• What you need to do
Please pick out every line in the items below that contains the string "pointer", copying each one in full. Case counts.

• The records
____
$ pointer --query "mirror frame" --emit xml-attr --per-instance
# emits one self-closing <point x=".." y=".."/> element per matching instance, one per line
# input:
____
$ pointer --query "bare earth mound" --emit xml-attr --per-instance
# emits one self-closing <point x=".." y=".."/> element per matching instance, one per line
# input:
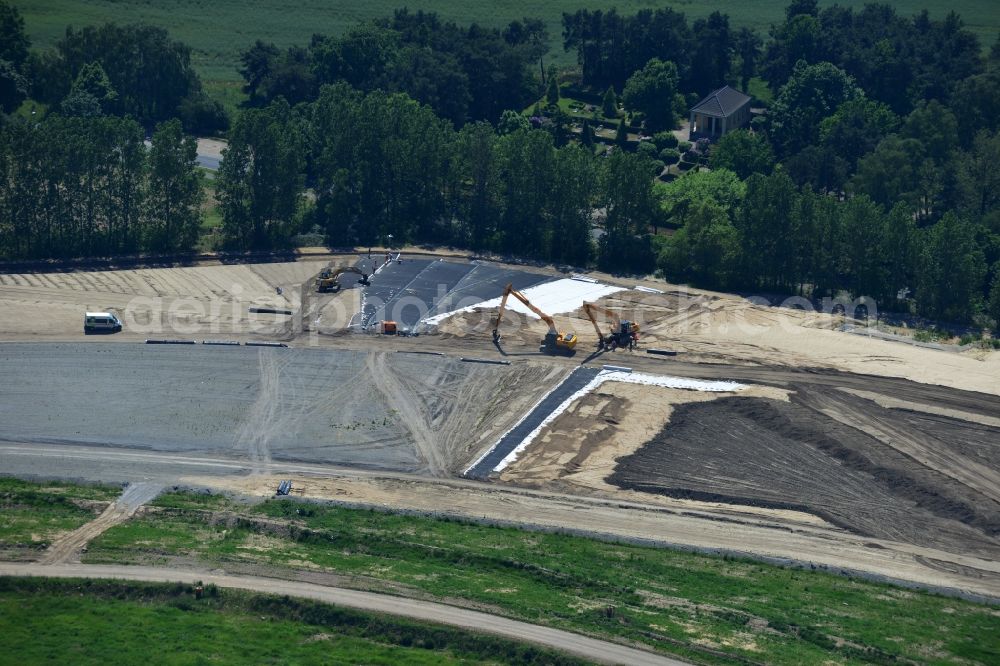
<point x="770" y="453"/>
____
• Exercise response
$ pointer --query "mirror frame" --emit xml-attr --per-instance
$ pointer --query "bare earth mound" --emit xml-attr --per-instance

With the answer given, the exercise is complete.